## PROBLEM TO SOLVE
Pick out every line of the entries below that contains the string "railing", and copy each one. Matching is case-sensitive.

== RECORDED INFORMATION ==

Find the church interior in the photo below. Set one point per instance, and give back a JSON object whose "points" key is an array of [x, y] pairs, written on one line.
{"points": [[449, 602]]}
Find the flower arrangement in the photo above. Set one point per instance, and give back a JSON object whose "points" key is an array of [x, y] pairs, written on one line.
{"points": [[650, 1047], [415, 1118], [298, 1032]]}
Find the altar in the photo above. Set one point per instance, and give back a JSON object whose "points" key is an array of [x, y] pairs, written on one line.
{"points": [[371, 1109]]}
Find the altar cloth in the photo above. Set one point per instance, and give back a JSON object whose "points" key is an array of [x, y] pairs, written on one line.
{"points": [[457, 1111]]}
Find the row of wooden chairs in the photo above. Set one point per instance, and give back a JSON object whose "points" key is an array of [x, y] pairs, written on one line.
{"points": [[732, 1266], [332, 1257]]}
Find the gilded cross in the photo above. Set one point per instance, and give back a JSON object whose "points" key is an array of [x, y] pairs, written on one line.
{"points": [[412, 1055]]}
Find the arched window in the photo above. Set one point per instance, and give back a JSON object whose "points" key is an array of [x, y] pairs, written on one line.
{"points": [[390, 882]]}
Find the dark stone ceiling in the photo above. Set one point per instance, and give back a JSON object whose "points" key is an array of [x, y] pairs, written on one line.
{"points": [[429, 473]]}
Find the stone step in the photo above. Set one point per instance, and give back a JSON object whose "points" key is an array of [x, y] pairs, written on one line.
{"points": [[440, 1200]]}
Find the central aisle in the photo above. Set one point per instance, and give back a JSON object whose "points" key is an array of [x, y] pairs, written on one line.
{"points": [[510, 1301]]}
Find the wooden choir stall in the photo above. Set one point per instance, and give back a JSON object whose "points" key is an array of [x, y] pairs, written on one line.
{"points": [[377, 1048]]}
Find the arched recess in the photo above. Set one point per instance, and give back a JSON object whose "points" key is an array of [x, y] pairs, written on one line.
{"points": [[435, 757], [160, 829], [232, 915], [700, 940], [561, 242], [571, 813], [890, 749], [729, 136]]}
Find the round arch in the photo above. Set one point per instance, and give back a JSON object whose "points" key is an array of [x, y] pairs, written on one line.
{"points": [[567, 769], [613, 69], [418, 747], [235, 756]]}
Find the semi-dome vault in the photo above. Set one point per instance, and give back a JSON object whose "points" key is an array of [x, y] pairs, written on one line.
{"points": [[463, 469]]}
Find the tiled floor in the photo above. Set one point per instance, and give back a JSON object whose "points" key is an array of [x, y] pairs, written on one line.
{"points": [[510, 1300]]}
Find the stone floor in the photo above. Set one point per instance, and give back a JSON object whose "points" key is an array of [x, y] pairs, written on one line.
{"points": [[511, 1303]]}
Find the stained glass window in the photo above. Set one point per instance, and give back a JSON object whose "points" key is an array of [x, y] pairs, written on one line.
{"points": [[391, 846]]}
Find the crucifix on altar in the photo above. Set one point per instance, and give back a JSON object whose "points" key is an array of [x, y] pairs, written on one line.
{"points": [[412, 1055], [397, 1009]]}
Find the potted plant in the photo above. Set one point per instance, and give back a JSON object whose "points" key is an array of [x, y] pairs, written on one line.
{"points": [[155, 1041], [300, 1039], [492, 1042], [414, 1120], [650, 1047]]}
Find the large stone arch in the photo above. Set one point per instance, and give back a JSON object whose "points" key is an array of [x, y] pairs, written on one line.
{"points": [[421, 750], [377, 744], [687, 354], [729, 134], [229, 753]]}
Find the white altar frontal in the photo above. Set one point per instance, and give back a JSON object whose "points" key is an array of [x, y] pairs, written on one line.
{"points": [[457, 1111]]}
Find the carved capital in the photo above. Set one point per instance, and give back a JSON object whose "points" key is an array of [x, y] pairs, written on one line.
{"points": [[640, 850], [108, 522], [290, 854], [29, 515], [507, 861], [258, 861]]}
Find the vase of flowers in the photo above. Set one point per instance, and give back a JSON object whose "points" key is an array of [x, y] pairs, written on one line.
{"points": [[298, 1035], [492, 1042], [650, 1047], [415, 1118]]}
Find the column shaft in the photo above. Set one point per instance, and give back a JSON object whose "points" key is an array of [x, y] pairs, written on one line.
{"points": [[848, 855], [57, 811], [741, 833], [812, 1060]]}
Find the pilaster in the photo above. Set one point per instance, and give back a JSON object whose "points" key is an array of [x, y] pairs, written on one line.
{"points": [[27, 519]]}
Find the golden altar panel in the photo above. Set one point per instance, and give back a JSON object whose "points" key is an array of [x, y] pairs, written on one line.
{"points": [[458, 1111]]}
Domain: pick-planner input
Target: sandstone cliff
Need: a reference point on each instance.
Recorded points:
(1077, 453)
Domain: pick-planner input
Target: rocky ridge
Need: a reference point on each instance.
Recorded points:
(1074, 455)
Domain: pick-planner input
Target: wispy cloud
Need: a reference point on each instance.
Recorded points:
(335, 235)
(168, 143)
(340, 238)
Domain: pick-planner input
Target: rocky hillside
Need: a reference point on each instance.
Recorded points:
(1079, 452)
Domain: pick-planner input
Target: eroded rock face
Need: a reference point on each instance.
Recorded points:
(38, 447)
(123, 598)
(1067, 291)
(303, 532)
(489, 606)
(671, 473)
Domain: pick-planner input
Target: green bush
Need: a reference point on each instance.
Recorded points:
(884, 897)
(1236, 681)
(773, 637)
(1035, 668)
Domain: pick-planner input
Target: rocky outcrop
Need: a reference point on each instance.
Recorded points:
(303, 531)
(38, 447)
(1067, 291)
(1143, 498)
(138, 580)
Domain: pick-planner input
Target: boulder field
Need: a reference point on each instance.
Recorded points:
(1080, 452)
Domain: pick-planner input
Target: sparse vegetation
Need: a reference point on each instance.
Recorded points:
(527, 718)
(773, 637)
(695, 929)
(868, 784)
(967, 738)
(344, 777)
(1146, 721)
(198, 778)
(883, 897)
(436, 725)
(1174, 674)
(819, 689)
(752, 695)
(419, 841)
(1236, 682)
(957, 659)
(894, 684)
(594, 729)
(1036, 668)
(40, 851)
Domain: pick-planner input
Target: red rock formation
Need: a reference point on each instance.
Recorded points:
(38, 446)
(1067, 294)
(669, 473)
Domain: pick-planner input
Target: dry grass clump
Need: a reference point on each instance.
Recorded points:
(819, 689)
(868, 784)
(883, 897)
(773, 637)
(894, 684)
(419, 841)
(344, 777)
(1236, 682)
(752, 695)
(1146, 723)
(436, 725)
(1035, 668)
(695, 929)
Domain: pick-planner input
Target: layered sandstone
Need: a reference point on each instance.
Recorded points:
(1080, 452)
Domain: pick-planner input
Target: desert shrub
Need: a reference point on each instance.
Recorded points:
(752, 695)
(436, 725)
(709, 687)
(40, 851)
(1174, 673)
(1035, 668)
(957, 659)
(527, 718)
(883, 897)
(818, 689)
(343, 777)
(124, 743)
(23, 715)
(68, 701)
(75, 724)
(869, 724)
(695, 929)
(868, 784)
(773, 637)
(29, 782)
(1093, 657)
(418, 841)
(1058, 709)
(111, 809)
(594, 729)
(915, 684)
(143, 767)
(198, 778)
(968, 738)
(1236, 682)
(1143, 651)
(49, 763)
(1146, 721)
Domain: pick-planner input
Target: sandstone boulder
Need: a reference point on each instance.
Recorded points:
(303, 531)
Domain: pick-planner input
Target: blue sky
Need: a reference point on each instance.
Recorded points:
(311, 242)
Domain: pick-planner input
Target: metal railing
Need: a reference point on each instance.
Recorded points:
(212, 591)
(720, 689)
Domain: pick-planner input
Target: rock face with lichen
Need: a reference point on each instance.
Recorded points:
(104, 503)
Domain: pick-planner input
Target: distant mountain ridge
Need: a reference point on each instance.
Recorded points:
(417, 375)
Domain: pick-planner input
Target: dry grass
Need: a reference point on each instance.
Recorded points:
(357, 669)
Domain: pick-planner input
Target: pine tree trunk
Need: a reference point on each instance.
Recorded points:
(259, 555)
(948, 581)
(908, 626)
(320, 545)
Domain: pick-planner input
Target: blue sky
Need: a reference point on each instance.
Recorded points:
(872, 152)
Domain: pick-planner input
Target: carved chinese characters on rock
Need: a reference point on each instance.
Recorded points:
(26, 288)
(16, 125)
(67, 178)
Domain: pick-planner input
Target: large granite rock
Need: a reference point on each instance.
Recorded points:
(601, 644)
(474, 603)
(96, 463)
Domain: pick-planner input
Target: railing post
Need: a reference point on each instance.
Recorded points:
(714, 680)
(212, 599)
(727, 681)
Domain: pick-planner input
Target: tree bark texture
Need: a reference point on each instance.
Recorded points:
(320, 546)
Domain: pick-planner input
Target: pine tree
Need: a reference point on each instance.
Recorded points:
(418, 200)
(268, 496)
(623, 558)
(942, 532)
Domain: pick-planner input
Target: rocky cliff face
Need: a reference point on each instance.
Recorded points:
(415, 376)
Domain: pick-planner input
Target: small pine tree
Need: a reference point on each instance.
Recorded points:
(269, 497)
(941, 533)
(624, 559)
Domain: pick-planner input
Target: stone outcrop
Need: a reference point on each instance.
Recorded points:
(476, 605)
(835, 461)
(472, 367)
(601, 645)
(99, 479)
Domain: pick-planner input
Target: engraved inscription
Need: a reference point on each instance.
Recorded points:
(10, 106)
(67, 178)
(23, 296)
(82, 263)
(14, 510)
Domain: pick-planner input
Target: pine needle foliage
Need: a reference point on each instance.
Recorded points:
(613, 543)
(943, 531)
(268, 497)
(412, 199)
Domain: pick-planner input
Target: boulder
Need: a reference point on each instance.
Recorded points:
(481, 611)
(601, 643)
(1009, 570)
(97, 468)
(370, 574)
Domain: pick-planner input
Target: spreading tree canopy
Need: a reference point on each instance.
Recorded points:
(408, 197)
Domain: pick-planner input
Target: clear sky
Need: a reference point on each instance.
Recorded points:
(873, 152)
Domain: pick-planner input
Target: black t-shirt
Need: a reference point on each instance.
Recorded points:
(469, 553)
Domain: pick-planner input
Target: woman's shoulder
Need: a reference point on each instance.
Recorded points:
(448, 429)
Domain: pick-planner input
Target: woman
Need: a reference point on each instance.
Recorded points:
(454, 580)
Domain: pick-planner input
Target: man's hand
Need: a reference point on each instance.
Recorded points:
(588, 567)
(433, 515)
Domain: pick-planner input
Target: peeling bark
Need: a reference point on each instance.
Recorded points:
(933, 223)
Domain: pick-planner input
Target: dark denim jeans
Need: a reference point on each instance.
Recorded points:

===

## SOLUTION FOR THIS TASK
Target: metal railing
Target: railing post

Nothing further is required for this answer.